## Work instructions
Rewrite the data below as a numbered list, leaving out blank lines and omitting the pictures.

## Information supplied
+ + + + + + +
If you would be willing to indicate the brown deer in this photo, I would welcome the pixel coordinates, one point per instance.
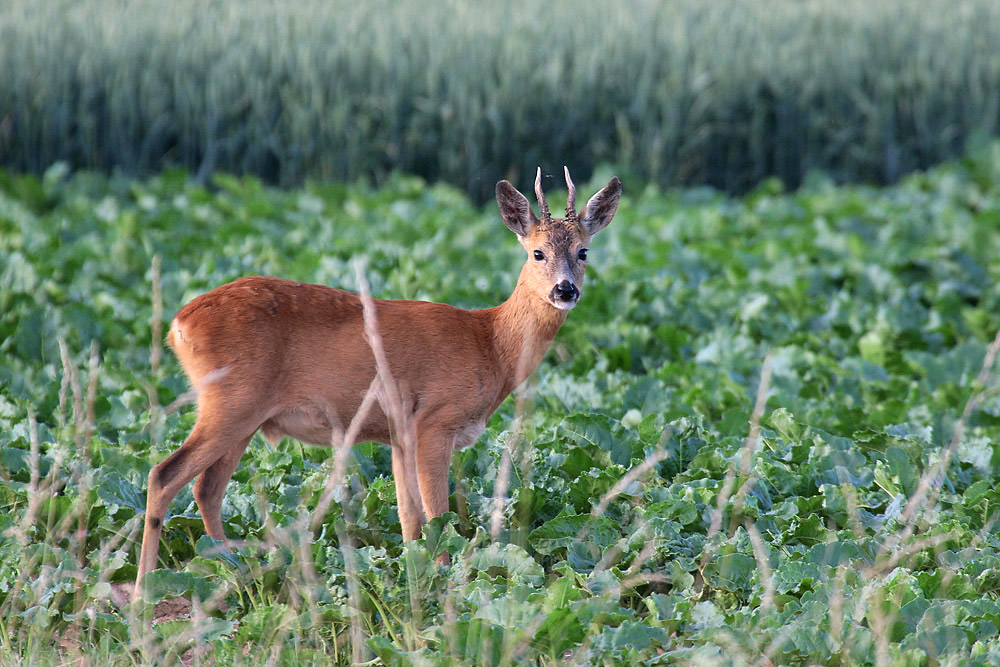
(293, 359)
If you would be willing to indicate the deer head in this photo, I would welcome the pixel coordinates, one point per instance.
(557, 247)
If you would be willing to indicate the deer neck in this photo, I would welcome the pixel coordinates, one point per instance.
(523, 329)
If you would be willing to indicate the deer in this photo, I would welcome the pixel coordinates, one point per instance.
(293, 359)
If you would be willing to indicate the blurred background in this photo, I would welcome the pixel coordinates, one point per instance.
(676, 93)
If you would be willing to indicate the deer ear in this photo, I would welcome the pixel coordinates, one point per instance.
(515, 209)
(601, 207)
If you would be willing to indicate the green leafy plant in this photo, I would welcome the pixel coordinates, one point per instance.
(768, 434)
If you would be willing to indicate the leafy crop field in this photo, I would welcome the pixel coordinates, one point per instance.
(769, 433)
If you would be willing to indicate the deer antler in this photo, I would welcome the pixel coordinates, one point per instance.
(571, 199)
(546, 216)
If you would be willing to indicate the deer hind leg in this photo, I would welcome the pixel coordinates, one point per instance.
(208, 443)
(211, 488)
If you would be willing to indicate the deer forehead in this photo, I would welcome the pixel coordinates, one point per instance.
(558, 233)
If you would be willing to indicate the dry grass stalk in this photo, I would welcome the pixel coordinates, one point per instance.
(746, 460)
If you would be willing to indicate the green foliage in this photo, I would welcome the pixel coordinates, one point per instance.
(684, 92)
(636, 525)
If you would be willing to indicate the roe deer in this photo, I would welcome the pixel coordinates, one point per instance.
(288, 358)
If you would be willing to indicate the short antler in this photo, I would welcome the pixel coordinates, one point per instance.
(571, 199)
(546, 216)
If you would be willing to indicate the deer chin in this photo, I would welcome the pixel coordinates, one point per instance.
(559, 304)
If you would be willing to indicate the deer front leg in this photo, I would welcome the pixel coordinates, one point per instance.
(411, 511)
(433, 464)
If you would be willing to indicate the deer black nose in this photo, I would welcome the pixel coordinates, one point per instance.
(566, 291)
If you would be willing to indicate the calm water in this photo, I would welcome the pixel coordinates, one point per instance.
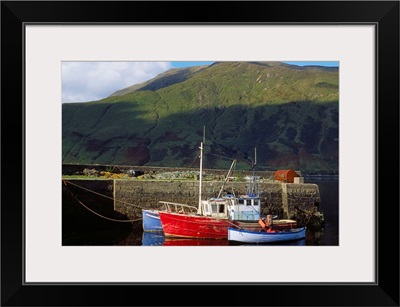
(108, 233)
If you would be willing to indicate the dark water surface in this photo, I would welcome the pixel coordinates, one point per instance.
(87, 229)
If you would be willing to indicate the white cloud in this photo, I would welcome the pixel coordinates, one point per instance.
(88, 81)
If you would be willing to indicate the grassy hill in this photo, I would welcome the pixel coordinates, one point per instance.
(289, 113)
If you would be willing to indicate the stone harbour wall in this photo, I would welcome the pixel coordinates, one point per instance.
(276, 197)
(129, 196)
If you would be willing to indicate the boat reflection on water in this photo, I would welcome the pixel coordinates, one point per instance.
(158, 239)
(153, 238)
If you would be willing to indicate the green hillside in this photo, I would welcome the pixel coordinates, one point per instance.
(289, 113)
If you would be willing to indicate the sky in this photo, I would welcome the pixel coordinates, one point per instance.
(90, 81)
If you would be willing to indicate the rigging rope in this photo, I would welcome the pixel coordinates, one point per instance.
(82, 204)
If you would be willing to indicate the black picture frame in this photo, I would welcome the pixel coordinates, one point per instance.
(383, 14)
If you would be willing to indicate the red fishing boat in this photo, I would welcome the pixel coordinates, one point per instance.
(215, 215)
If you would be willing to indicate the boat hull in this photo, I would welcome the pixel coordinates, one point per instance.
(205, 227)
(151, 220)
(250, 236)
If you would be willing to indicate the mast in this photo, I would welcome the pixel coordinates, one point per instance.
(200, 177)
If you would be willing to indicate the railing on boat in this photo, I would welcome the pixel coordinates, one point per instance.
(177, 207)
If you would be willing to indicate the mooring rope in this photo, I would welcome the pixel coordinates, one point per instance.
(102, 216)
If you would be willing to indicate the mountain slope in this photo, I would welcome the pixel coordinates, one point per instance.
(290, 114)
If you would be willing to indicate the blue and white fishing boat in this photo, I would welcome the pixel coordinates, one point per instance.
+ + + + + + +
## Full answer
1. If you would be willing to indicate the brown deer in this photo, I would welcome the pixel coordinates, one point per instance.
2. (293, 359)
3. If you would be willing to indicate the deer head in this photo, I would welcome the pixel coordinates, one point per instance.
4. (557, 247)
5. If you would be willing to indicate the deer neck in this photo, I would welcome the pixel coordinates, one point per instance.
6. (523, 329)
7. If you would be willing to indicate the deer in this photo, I would welcome the pixel coordinates, one point per instance.
8. (293, 359)
9. If you would be willing to indicate the blurred background in this photo, I would welcome the pixel coordinates, one point per instance.
10. (676, 93)
11. If you would be willing to indicate the deer ear in this photo, I would welcome the pixel coordinates, one point per instance.
12. (515, 209)
13. (601, 207)
14. If you would be willing to indicate the green leafy plant in this photo, I would welcome the pixel coordinates, one point per instance.
15. (768, 434)
16. If you would be willing to indicate the leafy crop field in this photo, I would welcome the pixel coordinates, one point per instance.
17. (769, 433)
18. If you would be willing to indicate the deer antler in this photo, I would welcome the pixel coordinates, one point per instance.
19. (571, 199)
20. (546, 216)
21. If you would be willing to indicate the deer hind leg in this photo, I would welcome the pixel coordinates, one point per instance.
22. (208, 443)
23. (211, 488)
24. If you would be willing to indicate the deer forehead in this photo, I would welcome the pixel coordinates, one point per instance.
25. (558, 233)
26. If you would be willing to indicate the dry grass stalk in this photo, I would welcome the pixel coordinates, one point per instance.
27. (746, 460)
28. If you would be willing to indicate the green foliage in this photo, I would welcome the pixel coordinates, one point per instance.
29. (684, 92)
30. (636, 525)
31. If you would be willing to indicate the roe deer in this photo, I would welcome the pixel coordinates, one point per instance.
32. (288, 358)
33. If you would be willing to indicate the short antler in this photo, I would welcome the pixel coordinates, one point per instance.
34. (571, 199)
35. (546, 216)
36. If you would be willing to indicate the deer chin in this photo, I would welcome the pixel coordinates, one point per instance.
37. (559, 304)
38. If you would be willing to indicate the deer front leg in this photo, I would welcome the pixel coordinates, one point per instance.
39. (411, 511)
40. (433, 464)
41. If you would be willing to indicate the deer black nose in this photo, I would welcome the pixel coordinates, one point per instance.
42. (566, 291)
43. If you would be willing to indicate the calm water in this photo, I would welcome the pixel coordinates, one point per instance.
44. (108, 233)
45. If you would be willing to indicate the dark water surface in this photo, I would welcome the pixel coordinates, one point per instance.
46. (87, 229)
47. If you would be willing to indicate the white cloud in this photo, I would welcome the pixel coordinates, one point per instance.
48. (88, 81)
49. If you would be willing to indicate the grassy hill in this photo, I would welcome the pixel coordinates, one point per instance.
50. (289, 113)
51. If you would be willing to indicate the stone harbour wall in this photo, I would welcome the pixel coordinates, one point per instance.
52. (276, 197)
53. (129, 196)
54. If you would be willing to indicate the boat reflection on water in this photo, I would welcome the pixel coordinates, one point per instance.
55. (158, 239)
56. (153, 238)
57. If you would be willing to indicate the green hillside in this photo, I would welcome the pixel coordinates, one point per instance.
58. (289, 113)
59. If you would be willing to indicate the sky in this photo, I would welcome the pixel coordinates, one point per instance.
60. (90, 81)
61. If you would be willing to indicate the rigging rope in this photo, I would welcome the pixel coordinates, one point per instance.
62. (82, 204)
63. If you would be willing to indicate the black picture frame in this photo, I would welcome the pixel coordinates, one point per instance.
64. (383, 14)
65. If you would be willing to indicate the red fishing boat in this photo, I would welcome the pixel coordinates, one point per instance.
66. (215, 215)
67. If you would be willing to indicate the boat hull in this photo, I would welcome the pixel coordinates, one point per instance.
68. (205, 227)
69. (151, 220)
70. (250, 236)
71. If you would be willing to indicate the mast in this photo, I would welcome the pixel coordinates, one point per instance.
72. (200, 177)
73. If you would be willing to indicate the railing on boat in this photo, I would welcome the pixel coordinates, one point per instance.
74. (177, 207)
75. If you would be willing to indicate the mooring rope in this photo, I would welcome the pixel coordinates, one point per instance.
76. (102, 216)
77. If you would be willing to indicate the mountain slope in this photo, I would welcome the pixel coordinates, one point per instance.
78. (290, 114)
79. If you would be willing to indicate the blue and white fishing boat in this photo, I would welcome the pixel coordinates, one point per instance.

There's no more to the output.